Reproduce all of the lines below word for word, with nothing left out or changed.

**Recorded data**

★ ★ ★

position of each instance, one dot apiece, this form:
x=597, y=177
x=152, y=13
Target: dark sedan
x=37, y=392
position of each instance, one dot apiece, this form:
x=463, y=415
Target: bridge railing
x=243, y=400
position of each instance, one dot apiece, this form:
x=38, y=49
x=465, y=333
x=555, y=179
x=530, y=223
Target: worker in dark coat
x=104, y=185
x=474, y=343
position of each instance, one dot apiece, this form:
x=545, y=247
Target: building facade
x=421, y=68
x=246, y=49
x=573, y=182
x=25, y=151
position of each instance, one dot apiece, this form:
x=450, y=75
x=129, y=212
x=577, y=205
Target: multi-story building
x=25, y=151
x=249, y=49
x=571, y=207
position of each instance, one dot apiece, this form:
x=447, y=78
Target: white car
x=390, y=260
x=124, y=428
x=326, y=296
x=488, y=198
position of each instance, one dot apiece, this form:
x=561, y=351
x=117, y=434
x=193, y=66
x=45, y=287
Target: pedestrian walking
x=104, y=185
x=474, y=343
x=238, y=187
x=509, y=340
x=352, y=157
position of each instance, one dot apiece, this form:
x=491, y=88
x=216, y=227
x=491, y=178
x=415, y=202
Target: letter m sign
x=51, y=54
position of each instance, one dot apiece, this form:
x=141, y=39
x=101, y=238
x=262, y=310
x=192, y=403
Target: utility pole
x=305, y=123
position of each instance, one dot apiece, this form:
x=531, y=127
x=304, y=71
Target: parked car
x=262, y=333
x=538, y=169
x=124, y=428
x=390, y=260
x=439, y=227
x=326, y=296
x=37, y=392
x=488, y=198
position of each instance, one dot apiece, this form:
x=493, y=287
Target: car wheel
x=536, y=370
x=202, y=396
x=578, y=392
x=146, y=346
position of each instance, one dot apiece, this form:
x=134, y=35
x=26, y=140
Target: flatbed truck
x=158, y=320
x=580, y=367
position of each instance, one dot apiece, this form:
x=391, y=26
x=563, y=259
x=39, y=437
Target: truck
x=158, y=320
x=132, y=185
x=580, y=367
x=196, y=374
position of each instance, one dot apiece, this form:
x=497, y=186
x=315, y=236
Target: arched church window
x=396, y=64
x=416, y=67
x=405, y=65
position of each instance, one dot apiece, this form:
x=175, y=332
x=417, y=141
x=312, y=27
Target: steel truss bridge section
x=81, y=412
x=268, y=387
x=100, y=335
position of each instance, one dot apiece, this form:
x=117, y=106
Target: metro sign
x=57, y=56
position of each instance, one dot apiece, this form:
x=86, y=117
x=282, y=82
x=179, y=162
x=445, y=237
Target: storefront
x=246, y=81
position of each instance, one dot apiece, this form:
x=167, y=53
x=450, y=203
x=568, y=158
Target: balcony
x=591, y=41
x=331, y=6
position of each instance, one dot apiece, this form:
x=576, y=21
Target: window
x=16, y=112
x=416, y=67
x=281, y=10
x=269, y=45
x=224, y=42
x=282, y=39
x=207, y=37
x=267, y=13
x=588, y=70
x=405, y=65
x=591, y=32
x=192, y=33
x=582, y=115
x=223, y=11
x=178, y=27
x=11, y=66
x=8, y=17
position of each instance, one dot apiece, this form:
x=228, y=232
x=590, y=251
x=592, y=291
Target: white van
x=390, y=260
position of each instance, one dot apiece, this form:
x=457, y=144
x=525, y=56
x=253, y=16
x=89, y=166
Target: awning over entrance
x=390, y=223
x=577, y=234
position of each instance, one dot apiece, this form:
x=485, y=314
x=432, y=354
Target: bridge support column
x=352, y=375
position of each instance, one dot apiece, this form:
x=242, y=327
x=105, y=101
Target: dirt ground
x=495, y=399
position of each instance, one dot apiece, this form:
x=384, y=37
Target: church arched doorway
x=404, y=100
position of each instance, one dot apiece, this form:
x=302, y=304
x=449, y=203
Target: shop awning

★ ★ ★

**Final result**
position of each instance, one dot apiece, this form:
x=597, y=177
x=152, y=13
Target: dark sedan
x=37, y=392
position of each instance, one dot apiece, this form:
x=463, y=415
Target: bridge railing
x=243, y=400
position of each instance, one dot apiece, this form:
x=38, y=49
x=465, y=333
x=555, y=179
x=530, y=223
Target: worker in dark coat
x=104, y=185
x=474, y=343
position of each instance, one dot apiece, this form:
x=545, y=247
Target: building facade
x=421, y=68
x=246, y=49
x=573, y=182
x=25, y=151
position of each instance, one dot apiece, this form:
x=450, y=75
x=129, y=212
x=577, y=205
Target: multi-story building
x=25, y=151
x=249, y=49
x=571, y=207
position of each instance, one dot apiece, this form:
x=447, y=78
Target: white car
x=390, y=260
x=124, y=428
x=326, y=296
x=488, y=198
position of each instance, one dot apiece, this form:
x=561, y=351
x=117, y=434
x=193, y=66
x=45, y=287
Target: pedestrian walking
x=104, y=185
x=474, y=343
x=238, y=187
x=509, y=340
x=352, y=157
position of each instance, one dot apiece, this form:
x=491, y=88
x=216, y=227
x=491, y=178
x=415, y=202
Target: letter m sign
x=51, y=54
position of each instance, one dot apiece, this form:
x=141, y=39
x=101, y=238
x=262, y=310
x=192, y=403
Target: utility pole
x=305, y=123
position of each instance, one dot apiece, this form:
x=531, y=127
x=304, y=71
Target: parked car
x=262, y=333
x=538, y=169
x=124, y=428
x=390, y=260
x=439, y=227
x=326, y=296
x=37, y=392
x=488, y=198
position of each instance, one dot apiece, this form:
x=493, y=287
Target: car wheel
x=536, y=370
x=202, y=396
x=578, y=392
x=146, y=346
position of each instance, one dot apiece, this form:
x=134, y=35
x=26, y=140
Target: flatbed truck
x=158, y=320
x=580, y=367
position of each instance, one dot apiece, this form:
x=391, y=26
x=563, y=259
x=39, y=437
Target: truck
x=158, y=320
x=132, y=185
x=580, y=367
x=196, y=374
position of each instance, one dot apiece, this form:
x=497, y=186
x=315, y=236
Target: arched church window
x=396, y=64
x=416, y=67
x=405, y=65
position of each instance, one dot apiece, this form:
x=175, y=332
x=417, y=141
x=312, y=27
Target: steel truss bridge section
x=81, y=412
x=268, y=387
x=100, y=335
position of each instance, one dot apiece, this form:
x=117, y=106
Target: metro sign
x=57, y=56
position of each instance, one dot apiece, this form:
x=86, y=117
x=282, y=82
x=179, y=162
x=445, y=237
Target: storefront
x=246, y=81
position of each instance, one dot apiece, this form:
x=167, y=53
x=450, y=203
x=568, y=158
Target: balcony
x=591, y=41
x=331, y=6
position of each instance, one dot apiece, this form:
x=576, y=21
Target: window
x=16, y=112
x=416, y=67
x=281, y=10
x=269, y=45
x=224, y=42
x=282, y=39
x=207, y=37
x=267, y=13
x=588, y=70
x=405, y=65
x=591, y=32
x=192, y=33
x=582, y=115
x=223, y=11
x=178, y=27
x=11, y=66
x=8, y=17
position of each instance, one dot apiece, this form:
x=228, y=232
x=590, y=251
x=592, y=291
Target: white van
x=390, y=260
position of each instance, one dot apiece, this form:
x=457, y=144
x=525, y=56
x=253, y=16
x=89, y=166
Target: awning over entrance
x=390, y=223
x=577, y=234
position of each instance, one dot apiece, this form:
x=485, y=314
x=432, y=354
Target: bridge support column
x=352, y=375
position of each instance, one dot apiece, this form:
x=242, y=327
x=105, y=101
Target: dirt ground
x=495, y=399
position of each instance, one dot apiece, this form:
x=384, y=37
Target: church arched doorway
x=404, y=100
position of each instance, one dot apiece, this form:
x=302, y=304
x=449, y=203
Target: shop awning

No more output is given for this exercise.